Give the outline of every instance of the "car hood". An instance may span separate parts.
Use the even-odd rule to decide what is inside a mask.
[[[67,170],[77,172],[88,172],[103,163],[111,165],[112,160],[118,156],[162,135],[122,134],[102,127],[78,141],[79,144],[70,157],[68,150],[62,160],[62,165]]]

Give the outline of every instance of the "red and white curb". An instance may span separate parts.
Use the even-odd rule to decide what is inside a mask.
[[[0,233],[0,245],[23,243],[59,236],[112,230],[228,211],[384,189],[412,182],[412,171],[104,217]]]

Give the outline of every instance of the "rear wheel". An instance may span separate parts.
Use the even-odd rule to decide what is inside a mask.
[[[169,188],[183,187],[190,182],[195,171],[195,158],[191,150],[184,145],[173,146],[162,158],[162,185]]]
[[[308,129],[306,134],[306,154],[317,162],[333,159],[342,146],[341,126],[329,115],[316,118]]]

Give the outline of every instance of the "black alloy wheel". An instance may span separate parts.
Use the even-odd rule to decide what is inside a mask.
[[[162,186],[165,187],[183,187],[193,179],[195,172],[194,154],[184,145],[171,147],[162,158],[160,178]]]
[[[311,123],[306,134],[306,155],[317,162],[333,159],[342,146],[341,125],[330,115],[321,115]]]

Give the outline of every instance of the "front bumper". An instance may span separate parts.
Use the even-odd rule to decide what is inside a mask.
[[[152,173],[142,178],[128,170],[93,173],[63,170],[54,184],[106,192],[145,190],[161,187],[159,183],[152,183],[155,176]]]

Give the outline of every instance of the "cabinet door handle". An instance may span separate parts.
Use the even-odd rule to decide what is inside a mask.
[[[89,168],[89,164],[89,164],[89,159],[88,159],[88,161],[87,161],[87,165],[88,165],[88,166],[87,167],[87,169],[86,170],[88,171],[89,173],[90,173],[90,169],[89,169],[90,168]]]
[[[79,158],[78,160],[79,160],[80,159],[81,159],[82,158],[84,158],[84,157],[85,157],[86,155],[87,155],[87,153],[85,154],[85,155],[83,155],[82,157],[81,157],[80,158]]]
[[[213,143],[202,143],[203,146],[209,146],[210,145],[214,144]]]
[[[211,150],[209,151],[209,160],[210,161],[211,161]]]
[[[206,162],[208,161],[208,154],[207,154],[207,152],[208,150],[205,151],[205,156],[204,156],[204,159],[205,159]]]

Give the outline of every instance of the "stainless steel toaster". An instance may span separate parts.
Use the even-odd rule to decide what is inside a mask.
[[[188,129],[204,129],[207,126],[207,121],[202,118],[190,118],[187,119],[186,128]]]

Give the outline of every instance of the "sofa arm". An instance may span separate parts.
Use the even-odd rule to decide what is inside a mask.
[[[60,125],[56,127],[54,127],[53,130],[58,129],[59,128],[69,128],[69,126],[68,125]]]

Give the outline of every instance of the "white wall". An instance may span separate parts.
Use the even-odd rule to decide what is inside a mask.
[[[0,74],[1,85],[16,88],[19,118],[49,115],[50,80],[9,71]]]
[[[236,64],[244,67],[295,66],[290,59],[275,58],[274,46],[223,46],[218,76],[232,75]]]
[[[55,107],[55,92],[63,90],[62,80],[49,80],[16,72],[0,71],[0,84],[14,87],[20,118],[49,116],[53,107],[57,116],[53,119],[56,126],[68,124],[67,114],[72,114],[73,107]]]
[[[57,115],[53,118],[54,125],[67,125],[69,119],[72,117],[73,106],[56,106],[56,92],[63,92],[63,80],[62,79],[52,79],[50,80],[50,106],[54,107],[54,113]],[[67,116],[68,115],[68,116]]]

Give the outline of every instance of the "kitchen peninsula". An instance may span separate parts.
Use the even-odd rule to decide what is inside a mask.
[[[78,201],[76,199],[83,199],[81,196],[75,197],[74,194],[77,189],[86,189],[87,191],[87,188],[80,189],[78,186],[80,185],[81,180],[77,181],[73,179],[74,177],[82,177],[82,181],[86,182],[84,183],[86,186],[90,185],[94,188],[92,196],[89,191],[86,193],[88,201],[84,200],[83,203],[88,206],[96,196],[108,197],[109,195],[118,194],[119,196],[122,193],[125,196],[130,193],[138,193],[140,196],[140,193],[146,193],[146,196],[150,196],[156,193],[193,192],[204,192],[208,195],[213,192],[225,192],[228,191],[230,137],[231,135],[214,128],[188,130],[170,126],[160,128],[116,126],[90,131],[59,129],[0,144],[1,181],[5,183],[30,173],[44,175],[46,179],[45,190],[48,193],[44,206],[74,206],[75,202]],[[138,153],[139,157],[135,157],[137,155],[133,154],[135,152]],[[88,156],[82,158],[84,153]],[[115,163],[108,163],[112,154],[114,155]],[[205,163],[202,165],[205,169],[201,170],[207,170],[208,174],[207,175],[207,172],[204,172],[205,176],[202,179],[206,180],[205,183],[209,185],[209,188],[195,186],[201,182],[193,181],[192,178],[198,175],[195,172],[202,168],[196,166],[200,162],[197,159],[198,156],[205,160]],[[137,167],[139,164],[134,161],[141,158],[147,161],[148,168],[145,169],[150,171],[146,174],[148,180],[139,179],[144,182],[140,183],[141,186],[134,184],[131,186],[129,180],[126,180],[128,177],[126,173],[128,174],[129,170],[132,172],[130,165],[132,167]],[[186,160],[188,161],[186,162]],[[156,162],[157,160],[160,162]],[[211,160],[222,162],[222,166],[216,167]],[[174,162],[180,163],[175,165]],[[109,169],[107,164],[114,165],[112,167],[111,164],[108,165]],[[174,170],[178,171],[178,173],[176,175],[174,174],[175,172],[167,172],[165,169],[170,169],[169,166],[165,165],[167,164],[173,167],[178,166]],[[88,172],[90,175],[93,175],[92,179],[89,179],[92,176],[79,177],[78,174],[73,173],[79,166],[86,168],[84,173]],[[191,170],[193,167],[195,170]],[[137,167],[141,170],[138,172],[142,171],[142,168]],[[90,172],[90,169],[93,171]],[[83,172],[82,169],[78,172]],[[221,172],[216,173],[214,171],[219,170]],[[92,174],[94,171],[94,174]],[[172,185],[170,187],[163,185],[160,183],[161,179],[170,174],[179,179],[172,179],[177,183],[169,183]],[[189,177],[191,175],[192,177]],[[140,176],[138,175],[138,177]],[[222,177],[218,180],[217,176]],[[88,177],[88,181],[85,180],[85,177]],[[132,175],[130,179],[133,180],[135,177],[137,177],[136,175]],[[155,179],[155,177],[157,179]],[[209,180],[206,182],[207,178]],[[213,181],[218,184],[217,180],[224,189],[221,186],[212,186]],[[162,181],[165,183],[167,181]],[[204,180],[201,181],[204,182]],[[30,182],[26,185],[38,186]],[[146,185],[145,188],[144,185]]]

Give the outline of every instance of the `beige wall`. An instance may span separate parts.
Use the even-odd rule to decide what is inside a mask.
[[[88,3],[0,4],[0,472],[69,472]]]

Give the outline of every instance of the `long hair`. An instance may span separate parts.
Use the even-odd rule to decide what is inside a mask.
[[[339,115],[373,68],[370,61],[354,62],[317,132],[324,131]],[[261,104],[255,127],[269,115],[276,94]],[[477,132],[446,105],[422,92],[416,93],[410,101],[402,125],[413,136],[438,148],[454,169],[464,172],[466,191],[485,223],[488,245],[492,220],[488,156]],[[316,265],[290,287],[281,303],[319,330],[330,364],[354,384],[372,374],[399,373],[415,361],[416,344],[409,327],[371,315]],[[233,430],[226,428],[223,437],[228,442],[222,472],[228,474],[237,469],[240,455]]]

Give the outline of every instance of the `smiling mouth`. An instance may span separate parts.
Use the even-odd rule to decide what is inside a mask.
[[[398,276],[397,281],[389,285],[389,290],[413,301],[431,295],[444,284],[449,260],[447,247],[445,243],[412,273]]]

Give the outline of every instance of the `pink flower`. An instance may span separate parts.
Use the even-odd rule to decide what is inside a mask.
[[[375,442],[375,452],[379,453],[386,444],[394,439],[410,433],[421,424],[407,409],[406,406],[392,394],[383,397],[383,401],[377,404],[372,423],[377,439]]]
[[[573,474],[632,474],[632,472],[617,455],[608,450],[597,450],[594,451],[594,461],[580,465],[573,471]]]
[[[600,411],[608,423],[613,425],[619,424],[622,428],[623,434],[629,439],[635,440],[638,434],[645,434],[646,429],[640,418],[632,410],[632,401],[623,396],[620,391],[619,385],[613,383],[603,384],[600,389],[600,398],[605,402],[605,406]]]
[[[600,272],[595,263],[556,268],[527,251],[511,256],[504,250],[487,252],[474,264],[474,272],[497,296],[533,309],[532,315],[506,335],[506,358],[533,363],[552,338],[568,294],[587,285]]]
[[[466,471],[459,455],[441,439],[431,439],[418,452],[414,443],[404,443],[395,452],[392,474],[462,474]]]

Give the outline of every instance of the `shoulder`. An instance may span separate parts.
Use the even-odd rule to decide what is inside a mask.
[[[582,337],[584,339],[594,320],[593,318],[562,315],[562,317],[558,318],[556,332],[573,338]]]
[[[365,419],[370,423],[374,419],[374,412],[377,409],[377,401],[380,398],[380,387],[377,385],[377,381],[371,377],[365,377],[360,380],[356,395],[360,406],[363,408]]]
==============================
### Your objective
Find every line in the records above that contains the word "wall" and copy each of those lines.

### Worked solution
Give the outline of every instance of the "white wall". An instance may span separate parts.
Give the outline of every instance of the `beige wall`. An instance may span separate parts.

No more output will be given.